Ethereum (ETH) co-founder Vitalik Buterin has recently asked the crypto Twitter community to share what they disagree with him on. Some prominent Ethereum developers were quick to use the opportunity and express their thoughts on various subjects.

"What do you disagree with me the most on?" the Ethereum mastermind said on Sunday.

In response, Ethereum developer Tim Beiko said he doesn't agree with Buterin on how "quickly we can ship things." He added that what he "fears" the developers may "never be able to ship quickly enough is a good solution for privacy."

"IMO anything that’s not private by default for the vast majority of users is unlikely to work and the window where it’s possible to ship this is small," Beiko added.

Polynya, a pseudonymous Ethereum researcher, seemed to disagree with Buterin on the subject of soulbound tokens, which are tokens that can’t be sold or separated from their owners.

Buterin has been very vocal about these tokens recently. After initially exploring the idea in a blog post earlier this year, he co-authored a research paper in mid-May explaining how non-transferable Soulbound Tokens (SBTs) can create a richer, pluralistic ecosystem within Ethereum, called “Decentralized Society” (DeSoc). Buterin expected soulbound tokens to be able to encode social relationships of trust. 

However, Polynya argued that "identity & reputation are complex and subjective variables that can never be adequately characterized by numbers on a blockchain," adding that SBTs would have a very limited use case.

Others similarly focused on SBTs:

I’m not sure if this is your focus or not, but:

The total addressable utility of Soulbound NFTs is minuscule in comparison to utility of off-chain VCs and DiDs, and therefore emphasis on Soulbound NFTs is misguided!

Task 1:
Answer these questions about the text on Vitalik Buterin's question to crypto Twitter:
(a) On which day did Buterin ask what people disagree with him on most?
(b) How does the text define soulbound tokens?
(c) When did Buterin co-author the research paper on non-transferable Soulbound Tokens?
Task 2:
From the text on Vitalik Buterin's question to crypto Twitter, reproduce the stretch from "The total addressable" through "NFTs is misguided!".

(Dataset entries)

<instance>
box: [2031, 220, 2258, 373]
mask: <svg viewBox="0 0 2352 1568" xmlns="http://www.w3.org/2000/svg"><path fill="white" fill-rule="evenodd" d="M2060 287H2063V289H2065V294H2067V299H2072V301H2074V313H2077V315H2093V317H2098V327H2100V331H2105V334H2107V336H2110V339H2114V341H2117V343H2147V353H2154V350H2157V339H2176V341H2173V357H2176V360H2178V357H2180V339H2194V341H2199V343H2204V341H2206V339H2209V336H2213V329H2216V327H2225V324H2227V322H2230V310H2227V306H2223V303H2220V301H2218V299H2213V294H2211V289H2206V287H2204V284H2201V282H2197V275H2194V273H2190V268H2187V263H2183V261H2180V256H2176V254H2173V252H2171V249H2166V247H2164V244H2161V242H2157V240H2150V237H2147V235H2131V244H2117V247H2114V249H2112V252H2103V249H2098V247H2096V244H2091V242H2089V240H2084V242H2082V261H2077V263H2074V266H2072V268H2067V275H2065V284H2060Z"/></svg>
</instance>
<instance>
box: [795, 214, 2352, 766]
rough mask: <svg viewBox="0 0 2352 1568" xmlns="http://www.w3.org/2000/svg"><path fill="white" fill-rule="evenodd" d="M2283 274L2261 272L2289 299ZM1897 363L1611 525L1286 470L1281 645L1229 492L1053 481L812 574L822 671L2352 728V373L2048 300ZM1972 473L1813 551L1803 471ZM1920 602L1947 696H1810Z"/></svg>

Solution 1:
(a) Sunday.
(b) Tokens that can't be sold or separated from their owners.
(c) In mid-May.

Solution 2:
The total addressable utility of Soulbound NFTs is minuscule in comparison to utility of off-chain VCs and DiDs, and therefore emphasis on Soulbound NFTs is misguided!